Excerpts from a detection dataset:
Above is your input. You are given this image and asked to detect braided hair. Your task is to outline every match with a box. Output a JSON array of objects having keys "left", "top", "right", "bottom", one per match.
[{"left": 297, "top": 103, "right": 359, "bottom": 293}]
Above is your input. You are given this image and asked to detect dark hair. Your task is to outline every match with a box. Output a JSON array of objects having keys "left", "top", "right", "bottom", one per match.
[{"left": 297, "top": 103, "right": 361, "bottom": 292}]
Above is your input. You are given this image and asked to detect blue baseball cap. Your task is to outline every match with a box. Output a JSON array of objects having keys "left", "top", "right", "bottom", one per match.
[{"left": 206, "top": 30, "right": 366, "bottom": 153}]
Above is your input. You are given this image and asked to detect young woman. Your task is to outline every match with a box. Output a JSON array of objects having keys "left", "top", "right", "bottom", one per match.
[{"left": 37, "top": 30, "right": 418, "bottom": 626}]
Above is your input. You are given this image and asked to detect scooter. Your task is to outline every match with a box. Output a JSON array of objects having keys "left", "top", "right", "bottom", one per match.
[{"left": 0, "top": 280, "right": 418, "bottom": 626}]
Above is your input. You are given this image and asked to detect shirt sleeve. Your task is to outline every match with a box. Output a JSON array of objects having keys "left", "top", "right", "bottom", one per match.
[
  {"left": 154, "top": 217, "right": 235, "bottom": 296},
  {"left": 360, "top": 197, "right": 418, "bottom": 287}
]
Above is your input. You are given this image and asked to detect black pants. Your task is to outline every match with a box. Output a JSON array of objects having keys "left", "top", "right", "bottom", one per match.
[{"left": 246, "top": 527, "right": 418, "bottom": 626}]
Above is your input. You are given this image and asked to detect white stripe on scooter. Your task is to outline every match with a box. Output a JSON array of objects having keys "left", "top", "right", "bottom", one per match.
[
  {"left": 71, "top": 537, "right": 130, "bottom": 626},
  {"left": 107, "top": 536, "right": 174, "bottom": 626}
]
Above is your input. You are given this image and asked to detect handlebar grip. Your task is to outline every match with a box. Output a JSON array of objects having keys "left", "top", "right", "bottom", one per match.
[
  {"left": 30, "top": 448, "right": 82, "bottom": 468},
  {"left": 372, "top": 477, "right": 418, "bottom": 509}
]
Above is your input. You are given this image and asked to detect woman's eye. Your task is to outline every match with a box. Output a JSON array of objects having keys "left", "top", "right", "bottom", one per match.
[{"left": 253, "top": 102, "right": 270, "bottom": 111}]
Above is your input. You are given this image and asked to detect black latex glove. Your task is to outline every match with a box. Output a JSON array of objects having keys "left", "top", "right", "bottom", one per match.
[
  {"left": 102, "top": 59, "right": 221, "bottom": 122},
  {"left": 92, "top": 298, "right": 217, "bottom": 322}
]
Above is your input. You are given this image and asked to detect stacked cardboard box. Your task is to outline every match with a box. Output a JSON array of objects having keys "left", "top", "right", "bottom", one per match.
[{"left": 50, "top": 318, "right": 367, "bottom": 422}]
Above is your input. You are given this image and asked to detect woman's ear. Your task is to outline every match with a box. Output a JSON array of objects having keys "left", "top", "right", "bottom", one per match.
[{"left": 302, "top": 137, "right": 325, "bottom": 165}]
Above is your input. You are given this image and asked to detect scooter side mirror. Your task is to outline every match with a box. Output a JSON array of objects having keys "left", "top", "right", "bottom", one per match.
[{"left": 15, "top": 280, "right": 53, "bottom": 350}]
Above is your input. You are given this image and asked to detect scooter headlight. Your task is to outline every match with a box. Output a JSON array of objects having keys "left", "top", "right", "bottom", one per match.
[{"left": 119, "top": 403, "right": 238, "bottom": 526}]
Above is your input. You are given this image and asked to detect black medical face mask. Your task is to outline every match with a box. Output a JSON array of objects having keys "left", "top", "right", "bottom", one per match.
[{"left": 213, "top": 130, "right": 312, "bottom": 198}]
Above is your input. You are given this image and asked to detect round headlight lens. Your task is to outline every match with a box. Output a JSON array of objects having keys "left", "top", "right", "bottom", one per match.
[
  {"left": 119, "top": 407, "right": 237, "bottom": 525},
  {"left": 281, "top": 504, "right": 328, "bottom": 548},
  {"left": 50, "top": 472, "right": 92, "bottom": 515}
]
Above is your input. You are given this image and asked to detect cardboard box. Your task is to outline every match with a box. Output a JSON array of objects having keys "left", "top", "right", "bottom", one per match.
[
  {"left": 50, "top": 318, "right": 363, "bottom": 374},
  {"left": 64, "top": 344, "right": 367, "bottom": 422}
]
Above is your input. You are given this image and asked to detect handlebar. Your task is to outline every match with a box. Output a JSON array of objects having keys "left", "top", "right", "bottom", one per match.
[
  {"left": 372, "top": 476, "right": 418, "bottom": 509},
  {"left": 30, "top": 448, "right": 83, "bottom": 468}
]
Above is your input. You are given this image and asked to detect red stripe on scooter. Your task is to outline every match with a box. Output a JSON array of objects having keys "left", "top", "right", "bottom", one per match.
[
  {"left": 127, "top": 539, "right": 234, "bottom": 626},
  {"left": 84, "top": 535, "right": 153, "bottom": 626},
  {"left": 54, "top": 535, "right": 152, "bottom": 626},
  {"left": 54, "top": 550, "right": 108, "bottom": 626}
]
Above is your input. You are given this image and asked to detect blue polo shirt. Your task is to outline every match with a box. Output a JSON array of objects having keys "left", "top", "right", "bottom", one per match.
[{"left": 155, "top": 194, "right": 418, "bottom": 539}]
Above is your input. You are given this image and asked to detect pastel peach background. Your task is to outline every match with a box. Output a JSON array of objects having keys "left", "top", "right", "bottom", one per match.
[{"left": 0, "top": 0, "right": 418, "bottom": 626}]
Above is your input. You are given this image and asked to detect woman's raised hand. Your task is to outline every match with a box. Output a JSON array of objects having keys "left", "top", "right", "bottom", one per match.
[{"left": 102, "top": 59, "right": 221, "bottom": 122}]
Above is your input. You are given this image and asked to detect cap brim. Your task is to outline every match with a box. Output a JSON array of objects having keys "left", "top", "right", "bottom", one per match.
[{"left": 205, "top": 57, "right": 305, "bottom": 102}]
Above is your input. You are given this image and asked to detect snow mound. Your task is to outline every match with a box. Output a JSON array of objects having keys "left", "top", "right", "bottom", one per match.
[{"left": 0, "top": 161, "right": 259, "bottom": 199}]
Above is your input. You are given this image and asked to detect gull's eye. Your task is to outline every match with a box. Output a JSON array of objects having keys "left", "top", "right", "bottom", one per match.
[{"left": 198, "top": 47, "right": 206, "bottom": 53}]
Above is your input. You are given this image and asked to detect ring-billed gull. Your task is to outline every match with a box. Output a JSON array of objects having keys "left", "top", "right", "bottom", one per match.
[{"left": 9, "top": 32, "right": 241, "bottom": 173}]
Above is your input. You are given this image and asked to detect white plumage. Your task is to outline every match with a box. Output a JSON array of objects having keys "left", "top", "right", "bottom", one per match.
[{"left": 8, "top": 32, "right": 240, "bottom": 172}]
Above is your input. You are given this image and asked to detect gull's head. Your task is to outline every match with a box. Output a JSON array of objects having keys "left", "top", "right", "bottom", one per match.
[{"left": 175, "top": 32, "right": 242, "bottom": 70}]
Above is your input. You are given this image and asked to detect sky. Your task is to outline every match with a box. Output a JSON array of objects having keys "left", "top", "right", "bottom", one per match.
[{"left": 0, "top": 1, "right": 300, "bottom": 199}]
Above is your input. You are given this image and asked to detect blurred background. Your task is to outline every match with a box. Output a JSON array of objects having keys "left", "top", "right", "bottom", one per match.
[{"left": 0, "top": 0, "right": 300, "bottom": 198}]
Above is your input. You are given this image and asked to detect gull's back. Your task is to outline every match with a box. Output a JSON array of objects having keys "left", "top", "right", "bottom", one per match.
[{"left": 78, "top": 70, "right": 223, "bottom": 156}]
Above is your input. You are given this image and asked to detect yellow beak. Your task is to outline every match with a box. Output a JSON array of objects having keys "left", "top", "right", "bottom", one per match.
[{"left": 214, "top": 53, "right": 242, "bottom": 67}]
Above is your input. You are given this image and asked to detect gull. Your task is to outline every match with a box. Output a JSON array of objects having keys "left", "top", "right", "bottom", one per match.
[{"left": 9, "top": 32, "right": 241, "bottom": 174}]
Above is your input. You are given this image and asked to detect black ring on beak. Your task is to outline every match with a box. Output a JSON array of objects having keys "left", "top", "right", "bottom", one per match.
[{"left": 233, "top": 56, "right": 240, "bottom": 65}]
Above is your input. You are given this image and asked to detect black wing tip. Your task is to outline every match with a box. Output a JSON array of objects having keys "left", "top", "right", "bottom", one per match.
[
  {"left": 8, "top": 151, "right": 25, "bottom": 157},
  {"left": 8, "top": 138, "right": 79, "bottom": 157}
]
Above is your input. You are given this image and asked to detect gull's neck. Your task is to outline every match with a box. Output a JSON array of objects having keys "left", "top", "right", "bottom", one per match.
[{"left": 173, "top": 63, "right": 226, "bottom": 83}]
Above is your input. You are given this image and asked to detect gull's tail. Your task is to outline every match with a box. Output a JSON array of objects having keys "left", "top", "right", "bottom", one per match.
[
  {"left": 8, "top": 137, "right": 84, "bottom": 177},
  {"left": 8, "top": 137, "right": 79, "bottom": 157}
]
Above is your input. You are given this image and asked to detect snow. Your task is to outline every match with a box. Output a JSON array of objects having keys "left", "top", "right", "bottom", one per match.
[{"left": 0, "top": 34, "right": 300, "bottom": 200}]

### WHAT THE TASK REQUIRES
Return every line of the items above that contains the word "hair", treating uppercase and lowercase as different.

### RIGHT ANSWER
Above is your input. You are given this image and asked to detect braided hair. Your task is to outline every match with a box. Output a JSON array of objects having keys "left", "top", "right", "bottom", one per match.
Above is your input. You are given this image and asked to detect dark hair. Your task is to outline every match with a box. Output a JSON array of objects having keys "left", "top", "right", "bottom", one per match.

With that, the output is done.